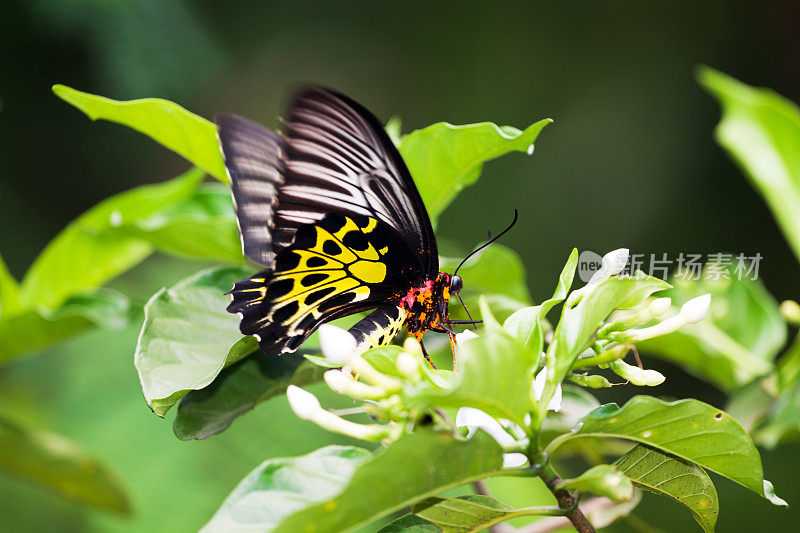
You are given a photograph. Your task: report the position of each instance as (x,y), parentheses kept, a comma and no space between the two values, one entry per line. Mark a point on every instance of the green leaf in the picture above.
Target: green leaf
(386,483)
(689,429)
(52,461)
(9,291)
(36,329)
(579,324)
(188,337)
(525,325)
(237,389)
(601,480)
(443,158)
(167,123)
(202,226)
(493,375)
(91,249)
(505,293)
(410,523)
(738,339)
(687,483)
(760,130)
(280,487)
(471,513)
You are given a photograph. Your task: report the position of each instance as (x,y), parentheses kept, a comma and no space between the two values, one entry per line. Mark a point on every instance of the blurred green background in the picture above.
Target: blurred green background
(630,161)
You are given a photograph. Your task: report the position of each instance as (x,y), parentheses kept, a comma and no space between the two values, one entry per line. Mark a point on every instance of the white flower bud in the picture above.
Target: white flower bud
(613,263)
(407,365)
(538,389)
(636,375)
(659,306)
(304,404)
(695,309)
(337,344)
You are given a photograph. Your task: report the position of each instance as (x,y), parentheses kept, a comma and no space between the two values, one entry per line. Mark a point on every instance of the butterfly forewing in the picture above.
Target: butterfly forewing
(330,209)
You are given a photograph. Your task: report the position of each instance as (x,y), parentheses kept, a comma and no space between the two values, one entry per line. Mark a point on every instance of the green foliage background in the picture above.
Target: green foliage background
(630,161)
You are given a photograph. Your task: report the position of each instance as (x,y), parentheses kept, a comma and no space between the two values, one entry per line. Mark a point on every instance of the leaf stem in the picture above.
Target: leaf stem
(567,503)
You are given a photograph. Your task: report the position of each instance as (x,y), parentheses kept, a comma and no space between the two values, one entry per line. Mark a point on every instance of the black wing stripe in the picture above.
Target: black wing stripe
(253,158)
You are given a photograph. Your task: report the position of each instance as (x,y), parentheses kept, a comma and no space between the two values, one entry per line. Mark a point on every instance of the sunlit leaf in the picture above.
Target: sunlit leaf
(9,291)
(738,339)
(33,330)
(167,123)
(687,483)
(579,324)
(280,487)
(237,389)
(761,131)
(601,480)
(386,484)
(688,429)
(525,325)
(201,226)
(443,158)
(90,250)
(188,337)
(493,375)
(56,463)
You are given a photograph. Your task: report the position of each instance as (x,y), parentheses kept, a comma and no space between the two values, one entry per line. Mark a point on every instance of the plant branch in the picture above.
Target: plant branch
(567,502)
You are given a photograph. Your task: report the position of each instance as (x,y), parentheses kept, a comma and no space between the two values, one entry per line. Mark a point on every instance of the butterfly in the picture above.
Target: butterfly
(330,211)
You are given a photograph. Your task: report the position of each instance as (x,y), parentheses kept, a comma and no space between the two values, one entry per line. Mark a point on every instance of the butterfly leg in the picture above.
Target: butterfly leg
(425,353)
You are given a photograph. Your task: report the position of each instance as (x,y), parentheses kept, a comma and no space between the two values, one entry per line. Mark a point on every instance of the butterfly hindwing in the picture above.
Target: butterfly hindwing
(342,265)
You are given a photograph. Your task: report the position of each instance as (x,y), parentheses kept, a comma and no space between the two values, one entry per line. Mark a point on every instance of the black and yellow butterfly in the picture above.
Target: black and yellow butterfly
(329,209)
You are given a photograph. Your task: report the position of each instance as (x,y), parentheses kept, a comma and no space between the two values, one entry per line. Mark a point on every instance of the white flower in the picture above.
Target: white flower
(475,419)
(303,403)
(337,344)
(637,376)
(408,365)
(306,406)
(691,312)
(613,263)
(538,389)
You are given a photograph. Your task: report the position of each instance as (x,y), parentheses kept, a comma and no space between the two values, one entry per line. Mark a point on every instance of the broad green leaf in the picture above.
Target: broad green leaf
(688,429)
(579,324)
(280,487)
(505,293)
(760,130)
(56,463)
(188,337)
(525,325)
(202,226)
(493,375)
(601,480)
(443,158)
(237,389)
(410,523)
(386,483)
(167,123)
(738,339)
(36,329)
(687,483)
(9,291)
(91,249)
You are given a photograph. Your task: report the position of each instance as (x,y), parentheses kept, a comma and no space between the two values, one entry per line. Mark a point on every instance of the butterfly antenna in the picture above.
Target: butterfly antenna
(487,243)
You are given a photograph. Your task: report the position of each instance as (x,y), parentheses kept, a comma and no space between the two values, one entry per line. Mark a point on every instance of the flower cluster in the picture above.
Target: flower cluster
(398,390)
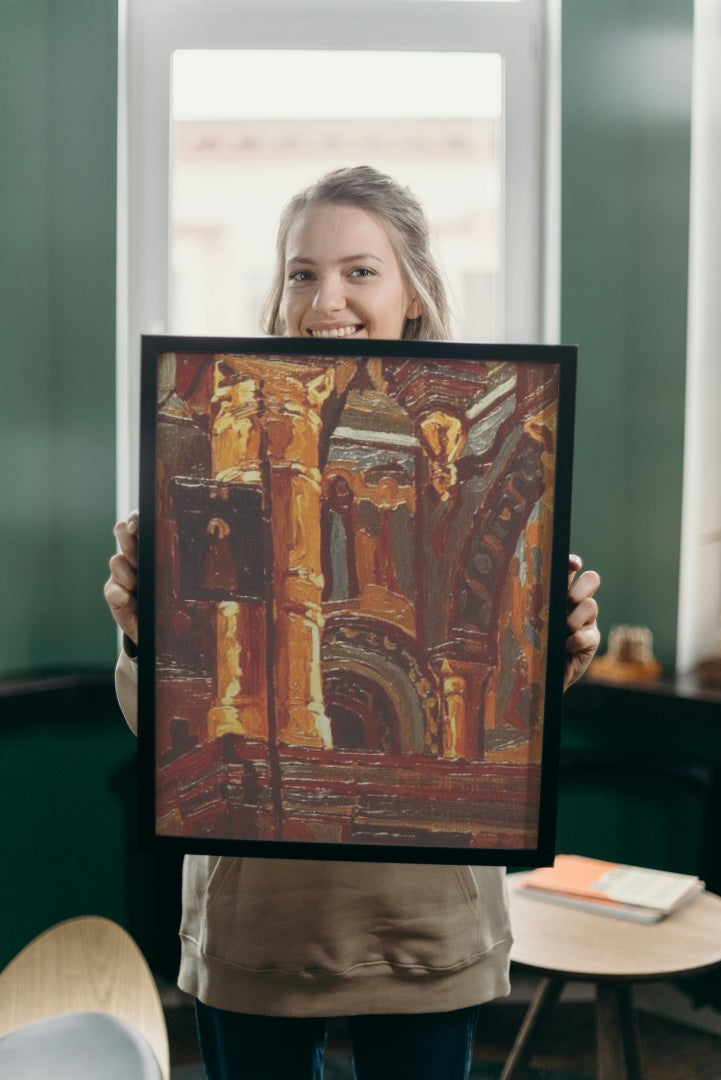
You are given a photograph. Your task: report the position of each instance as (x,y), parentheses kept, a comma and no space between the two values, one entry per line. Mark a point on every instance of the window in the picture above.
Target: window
(449,95)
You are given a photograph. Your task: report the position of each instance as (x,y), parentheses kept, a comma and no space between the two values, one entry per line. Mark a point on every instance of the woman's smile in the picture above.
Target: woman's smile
(342,277)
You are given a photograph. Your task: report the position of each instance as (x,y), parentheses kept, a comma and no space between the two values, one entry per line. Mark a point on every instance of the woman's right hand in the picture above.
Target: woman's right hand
(121,586)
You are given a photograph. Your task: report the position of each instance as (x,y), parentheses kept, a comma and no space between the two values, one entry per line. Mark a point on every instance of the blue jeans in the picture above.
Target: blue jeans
(402,1047)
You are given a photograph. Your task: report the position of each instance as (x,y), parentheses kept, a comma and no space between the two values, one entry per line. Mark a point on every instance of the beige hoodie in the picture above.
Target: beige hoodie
(295,937)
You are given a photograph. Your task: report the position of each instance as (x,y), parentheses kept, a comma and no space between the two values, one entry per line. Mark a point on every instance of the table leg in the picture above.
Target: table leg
(616,1033)
(545,997)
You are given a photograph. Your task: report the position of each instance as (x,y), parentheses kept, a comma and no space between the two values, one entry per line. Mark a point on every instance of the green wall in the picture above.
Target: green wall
(626,126)
(57,308)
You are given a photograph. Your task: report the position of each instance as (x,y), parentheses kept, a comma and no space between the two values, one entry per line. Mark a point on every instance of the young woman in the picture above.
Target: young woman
(271,947)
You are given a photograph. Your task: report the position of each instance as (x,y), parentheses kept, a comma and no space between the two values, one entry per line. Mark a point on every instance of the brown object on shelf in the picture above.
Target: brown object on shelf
(708,671)
(629,657)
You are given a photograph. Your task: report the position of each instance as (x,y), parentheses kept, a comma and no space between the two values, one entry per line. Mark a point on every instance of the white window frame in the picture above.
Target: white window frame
(526,35)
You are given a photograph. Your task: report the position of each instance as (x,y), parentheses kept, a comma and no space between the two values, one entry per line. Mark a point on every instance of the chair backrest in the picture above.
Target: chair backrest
(84,964)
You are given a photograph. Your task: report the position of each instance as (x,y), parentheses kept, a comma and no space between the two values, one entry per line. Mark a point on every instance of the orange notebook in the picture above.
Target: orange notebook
(631,892)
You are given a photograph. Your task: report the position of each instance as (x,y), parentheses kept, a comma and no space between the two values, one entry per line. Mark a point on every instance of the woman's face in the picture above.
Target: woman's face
(342,278)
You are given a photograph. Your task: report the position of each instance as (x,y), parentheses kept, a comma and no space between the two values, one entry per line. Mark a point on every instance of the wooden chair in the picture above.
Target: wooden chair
(80,975)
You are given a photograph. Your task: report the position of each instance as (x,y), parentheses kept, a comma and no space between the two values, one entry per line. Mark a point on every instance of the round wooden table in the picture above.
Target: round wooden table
(562,944)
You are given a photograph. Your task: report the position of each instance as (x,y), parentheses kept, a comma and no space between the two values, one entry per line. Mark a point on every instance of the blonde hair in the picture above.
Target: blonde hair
(400,213)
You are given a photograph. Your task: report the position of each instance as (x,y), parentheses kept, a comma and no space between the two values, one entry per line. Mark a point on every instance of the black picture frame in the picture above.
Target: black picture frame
(353,574)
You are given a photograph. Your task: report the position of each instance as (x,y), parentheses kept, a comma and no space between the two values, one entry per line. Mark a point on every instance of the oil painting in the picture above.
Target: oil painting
(353,596)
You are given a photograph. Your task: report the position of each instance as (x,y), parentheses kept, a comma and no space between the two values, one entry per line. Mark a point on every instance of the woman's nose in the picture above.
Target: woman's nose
(329,295)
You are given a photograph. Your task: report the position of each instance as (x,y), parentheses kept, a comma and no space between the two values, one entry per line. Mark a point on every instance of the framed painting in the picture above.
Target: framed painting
(353,577)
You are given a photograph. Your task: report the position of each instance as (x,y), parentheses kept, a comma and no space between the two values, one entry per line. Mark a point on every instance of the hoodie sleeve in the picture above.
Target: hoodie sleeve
(126,688)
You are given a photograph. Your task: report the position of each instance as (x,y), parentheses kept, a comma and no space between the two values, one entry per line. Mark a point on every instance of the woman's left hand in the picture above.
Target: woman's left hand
(583,635)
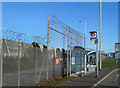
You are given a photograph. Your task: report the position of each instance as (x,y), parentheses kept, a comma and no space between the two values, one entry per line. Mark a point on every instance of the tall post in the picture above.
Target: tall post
(97,55)
(1,57)
(1,46)
(19,62)
(36,64)
(71,54)
(47,46)
(67,49)
(100,32)
(85,36)
(48,33)
(77,39)
(64,38)
(85,65)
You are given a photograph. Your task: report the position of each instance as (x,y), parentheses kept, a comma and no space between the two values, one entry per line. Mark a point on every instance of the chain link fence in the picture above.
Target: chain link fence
(26,65)
(25,61)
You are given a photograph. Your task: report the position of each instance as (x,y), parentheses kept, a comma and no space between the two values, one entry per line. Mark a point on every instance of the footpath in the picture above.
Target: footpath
(89,80)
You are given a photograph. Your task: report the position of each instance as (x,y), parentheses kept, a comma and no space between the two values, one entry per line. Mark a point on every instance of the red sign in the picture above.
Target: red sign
(93,35)
(57,61)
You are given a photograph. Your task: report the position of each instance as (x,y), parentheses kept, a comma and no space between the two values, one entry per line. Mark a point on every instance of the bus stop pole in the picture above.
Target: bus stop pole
(97,55)
(85,65)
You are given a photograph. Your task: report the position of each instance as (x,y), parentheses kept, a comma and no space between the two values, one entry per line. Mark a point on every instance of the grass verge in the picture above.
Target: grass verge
(107,63)
(59,82)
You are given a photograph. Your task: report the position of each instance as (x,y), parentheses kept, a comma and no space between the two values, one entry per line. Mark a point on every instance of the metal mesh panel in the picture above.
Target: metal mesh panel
(10,63)
(27,65)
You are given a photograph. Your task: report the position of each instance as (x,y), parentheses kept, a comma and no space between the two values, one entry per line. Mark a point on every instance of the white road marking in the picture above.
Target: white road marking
(104,78)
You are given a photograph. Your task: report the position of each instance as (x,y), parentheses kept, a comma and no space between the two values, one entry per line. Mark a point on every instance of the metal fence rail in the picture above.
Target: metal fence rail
(25,65)
(71,37)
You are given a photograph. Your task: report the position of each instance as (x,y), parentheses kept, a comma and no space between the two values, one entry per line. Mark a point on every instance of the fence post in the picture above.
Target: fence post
(1,58)
(64,38)
(36,64)
(67,48)
(77,38)
(18,61)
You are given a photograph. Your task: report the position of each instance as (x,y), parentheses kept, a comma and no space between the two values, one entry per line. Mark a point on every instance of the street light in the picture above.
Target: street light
(100,31)
(85,33)
(84,45)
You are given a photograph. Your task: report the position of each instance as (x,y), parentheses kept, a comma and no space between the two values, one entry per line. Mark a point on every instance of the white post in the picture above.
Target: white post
(85,65)
(70,62)
(85,35)
(97,56)
(19,62)
(100,33)
(1,48)
(1,58)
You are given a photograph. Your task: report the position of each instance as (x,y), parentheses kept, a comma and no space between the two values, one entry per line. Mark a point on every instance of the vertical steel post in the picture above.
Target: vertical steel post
(48,33)
(100,32)
(85,65)
(64,38)
(47,46)
(67,48)
(1,58)
(85,36)
(77,38)
(71,55)
(19,62)
(97,56)
(36,64)
(1,46)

************

PROBLEM TO WORK ON
The line containing "steel post in the picture above." marks the start; retype it and each line after it through the end of the records above, exactly.

TASK RESULT
You are given a photograph. Your task: report the position of each instance as (x,y), parentheses kept, a comma and no space between the two values, one entry per line. Mark a point on every instance of the vertical steel post in the picture above.
Target: vertical steel post
(48,33)
(100,32)
(85,65)
(64,38)
(47,46)
(67,48)
(1,58)
(85,36)
(77,38)
(71,55)
(19,62)
(97,56)
(36,64)
(1,46)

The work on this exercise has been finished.